==== The data

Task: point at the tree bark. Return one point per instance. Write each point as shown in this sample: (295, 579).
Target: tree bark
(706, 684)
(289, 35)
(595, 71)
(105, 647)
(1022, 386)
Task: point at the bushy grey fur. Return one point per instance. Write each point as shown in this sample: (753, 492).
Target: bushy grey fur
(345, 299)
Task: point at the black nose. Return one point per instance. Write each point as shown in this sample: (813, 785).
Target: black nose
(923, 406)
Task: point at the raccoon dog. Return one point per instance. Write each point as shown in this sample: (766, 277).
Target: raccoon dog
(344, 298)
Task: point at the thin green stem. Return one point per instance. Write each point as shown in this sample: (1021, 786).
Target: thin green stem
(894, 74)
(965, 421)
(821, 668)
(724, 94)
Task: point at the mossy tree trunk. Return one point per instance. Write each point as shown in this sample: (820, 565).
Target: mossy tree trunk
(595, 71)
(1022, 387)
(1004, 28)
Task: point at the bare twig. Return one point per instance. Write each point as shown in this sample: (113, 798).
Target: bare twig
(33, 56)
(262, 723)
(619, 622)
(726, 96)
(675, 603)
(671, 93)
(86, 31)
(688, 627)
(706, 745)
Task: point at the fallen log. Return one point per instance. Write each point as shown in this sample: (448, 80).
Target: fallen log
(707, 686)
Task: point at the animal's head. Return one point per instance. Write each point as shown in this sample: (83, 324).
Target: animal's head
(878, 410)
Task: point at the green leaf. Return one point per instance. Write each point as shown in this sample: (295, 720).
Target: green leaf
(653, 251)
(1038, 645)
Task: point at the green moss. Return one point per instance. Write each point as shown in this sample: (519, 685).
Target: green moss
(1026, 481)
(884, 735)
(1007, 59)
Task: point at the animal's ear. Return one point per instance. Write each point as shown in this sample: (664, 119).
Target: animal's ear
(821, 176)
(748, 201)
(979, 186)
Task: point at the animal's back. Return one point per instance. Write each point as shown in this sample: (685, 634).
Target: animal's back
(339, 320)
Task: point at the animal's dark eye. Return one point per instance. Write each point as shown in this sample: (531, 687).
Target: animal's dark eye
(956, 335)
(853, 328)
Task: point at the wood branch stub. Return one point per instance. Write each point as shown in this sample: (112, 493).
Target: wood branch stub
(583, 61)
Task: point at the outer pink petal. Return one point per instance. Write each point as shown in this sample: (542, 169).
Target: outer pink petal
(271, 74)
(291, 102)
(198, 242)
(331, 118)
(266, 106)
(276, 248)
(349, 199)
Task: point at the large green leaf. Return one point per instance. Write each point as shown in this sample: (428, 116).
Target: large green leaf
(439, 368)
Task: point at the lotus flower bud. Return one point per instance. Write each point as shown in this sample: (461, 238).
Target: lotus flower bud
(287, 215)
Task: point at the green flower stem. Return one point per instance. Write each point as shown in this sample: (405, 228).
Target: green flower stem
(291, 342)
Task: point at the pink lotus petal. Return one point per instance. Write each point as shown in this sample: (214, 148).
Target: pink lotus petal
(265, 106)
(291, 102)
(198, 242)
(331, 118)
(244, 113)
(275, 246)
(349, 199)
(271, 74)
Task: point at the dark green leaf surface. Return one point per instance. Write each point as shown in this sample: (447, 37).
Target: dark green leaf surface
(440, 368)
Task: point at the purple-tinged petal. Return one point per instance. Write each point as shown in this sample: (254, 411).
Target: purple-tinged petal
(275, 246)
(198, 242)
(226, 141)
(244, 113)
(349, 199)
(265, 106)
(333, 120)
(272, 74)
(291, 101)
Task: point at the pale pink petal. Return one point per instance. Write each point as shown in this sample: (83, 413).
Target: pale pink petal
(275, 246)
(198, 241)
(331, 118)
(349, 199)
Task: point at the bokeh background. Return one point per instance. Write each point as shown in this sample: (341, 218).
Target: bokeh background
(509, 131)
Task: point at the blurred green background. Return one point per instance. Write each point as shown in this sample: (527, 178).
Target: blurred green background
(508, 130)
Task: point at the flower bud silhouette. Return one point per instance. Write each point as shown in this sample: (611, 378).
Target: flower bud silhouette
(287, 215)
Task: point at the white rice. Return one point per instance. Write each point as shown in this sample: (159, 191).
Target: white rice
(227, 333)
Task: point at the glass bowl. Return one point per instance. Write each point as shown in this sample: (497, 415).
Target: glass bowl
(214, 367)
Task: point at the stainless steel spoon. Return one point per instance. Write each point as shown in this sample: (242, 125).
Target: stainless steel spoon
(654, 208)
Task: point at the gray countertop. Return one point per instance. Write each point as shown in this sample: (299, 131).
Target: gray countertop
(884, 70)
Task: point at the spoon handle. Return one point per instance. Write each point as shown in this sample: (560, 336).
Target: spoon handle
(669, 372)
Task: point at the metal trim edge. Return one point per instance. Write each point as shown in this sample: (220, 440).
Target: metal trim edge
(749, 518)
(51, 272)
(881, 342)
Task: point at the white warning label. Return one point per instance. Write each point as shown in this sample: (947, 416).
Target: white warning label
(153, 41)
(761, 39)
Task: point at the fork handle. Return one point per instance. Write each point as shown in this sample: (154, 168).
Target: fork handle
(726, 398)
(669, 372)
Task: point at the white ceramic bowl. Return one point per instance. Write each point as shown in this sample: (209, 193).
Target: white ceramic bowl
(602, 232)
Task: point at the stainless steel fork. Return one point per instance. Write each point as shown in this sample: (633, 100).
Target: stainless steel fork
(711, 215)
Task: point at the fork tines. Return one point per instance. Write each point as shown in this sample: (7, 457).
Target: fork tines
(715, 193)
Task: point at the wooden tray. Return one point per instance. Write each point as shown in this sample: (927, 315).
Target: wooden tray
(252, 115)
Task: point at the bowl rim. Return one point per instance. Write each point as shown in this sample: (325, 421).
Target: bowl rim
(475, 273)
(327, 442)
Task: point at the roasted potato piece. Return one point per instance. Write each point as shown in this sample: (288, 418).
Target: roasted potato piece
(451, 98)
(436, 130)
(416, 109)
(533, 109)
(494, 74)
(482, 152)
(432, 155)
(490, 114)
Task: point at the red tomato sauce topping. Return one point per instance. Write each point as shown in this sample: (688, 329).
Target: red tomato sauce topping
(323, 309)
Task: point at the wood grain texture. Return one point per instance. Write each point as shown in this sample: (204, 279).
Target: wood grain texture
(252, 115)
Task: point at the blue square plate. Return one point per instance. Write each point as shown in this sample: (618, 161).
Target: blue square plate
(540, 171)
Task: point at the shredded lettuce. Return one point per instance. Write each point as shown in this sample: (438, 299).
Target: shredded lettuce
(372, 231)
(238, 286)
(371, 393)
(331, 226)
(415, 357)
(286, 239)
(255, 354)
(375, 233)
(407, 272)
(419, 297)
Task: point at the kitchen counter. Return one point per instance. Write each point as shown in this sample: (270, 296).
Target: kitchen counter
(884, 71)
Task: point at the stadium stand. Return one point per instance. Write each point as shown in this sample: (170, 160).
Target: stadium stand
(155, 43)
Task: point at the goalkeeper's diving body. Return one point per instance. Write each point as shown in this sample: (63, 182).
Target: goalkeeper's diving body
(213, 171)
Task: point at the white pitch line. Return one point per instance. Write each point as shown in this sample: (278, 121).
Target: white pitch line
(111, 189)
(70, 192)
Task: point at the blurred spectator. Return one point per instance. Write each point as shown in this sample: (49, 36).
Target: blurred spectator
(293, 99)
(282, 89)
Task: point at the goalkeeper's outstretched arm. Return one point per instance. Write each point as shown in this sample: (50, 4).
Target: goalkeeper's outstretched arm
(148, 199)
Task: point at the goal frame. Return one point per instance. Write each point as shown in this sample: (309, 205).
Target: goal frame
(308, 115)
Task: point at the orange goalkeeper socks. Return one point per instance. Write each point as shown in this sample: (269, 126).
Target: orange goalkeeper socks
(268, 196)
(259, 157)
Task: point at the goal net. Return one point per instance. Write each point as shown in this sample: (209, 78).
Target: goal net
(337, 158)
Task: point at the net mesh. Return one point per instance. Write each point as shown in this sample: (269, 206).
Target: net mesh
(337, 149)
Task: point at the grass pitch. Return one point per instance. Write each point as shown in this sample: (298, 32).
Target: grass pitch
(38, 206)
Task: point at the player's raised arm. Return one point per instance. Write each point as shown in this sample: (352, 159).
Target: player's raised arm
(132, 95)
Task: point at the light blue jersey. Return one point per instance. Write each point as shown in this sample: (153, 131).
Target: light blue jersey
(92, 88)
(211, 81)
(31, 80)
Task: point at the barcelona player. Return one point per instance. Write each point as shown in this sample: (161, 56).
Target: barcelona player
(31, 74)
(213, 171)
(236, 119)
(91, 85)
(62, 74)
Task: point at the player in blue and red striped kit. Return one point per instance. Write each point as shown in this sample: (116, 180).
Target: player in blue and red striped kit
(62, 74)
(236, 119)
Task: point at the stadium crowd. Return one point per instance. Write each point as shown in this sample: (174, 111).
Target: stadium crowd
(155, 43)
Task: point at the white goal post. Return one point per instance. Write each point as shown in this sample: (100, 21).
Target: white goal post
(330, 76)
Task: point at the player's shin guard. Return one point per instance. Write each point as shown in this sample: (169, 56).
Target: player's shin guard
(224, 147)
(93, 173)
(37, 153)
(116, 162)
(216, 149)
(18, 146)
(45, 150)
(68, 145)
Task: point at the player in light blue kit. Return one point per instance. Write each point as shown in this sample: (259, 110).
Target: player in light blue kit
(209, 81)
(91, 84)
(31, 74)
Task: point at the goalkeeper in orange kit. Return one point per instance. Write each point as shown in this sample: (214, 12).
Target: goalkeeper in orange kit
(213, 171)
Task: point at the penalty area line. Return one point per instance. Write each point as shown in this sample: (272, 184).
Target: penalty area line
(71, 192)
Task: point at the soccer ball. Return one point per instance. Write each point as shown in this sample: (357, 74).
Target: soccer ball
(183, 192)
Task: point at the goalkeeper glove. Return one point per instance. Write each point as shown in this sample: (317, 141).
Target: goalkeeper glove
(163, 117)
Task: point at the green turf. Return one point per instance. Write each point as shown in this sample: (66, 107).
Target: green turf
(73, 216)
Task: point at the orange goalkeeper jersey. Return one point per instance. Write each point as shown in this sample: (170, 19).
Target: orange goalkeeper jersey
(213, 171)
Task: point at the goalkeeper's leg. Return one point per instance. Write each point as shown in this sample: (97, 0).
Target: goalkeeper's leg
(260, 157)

========

- Short exercise
Output exactly the lines from the one containing "Task: point at the barcelona" through the last line of the entries, both ends included.

- Task solution
Task: point at the barcelona player. Return one point per instance. Write each point as shown in this sample: (161, 56).
Target: barcelona player
(31, 74)
(213, 171)
(236, 119)
(91, 85)
(62, 74)
Task: point at the player in blue and red striped kit. Return one point per instance. Write each point as shown in this sample: (116, 180).
Target: player in blue and red striped kit
(62, 74)
(236, 119)
Task: point at the stadium crowd. Return one point per instance. Write each point as shown in this sample: (174, 111).
Target: stadium crowd
(155, 43)
Task: point at the white goal post. Return one point per instance. Write each point as shown in this sample: (100, 21).
Target: white goal post
(330, 76)
Task: point at the player's shin guard. Return one point per instance. Write each point as shown in this sample: (169, 56).
Target: player's shin guard
(224, 147)
(93, 173)
(37, 153)
(116, 162)
(216, 149)
(18, 146)
(45, 150)
(68, 145)
Task: point at the player in light blue kit. Return one point per instance. Write each point as shown in this sample: (259, 110).
Target: player in light blue kit
(209, 81)
(91, 84)
(31, 74)
Task: point at the goalkeeper in orange kit. Return one point per instance. Write each point as shown in this sample: (214, 12).
Target: goalkeeper in orange kit
(213, 171)
Task: point at the penalty area line. Return one point per instance. Write each point as shown in this sample: (272, 184).
Target: penalty area line
(71, 192)
Task: point at the soccer ball. Return one point per instance. Write each point as shown in this sample: (357, 74).
Target: soccer ball
(183, 192)
Task: point at the goalkeeper glove. Return one point per instance. Write each point as shown in this sample: (317, 141).
Target: goalkeeper glove
(163, 117)
Task: point at the green turf. Return one point per instance. Write each point as shown in this sample: (66, 107).
Target: green turf
(73, 216)
Task: point at the orange goalkeeper jersey. Return one point per instance. Write each point as shown in this sample: (170, 19).
Target: orange goalkeeper jersey
(213, 171)
Task: point at the goalkeeper's leg. Return one point per instance. Write each point as shown in this sample: (97, 0).
Target: goalkeeper's leg
(260, 157)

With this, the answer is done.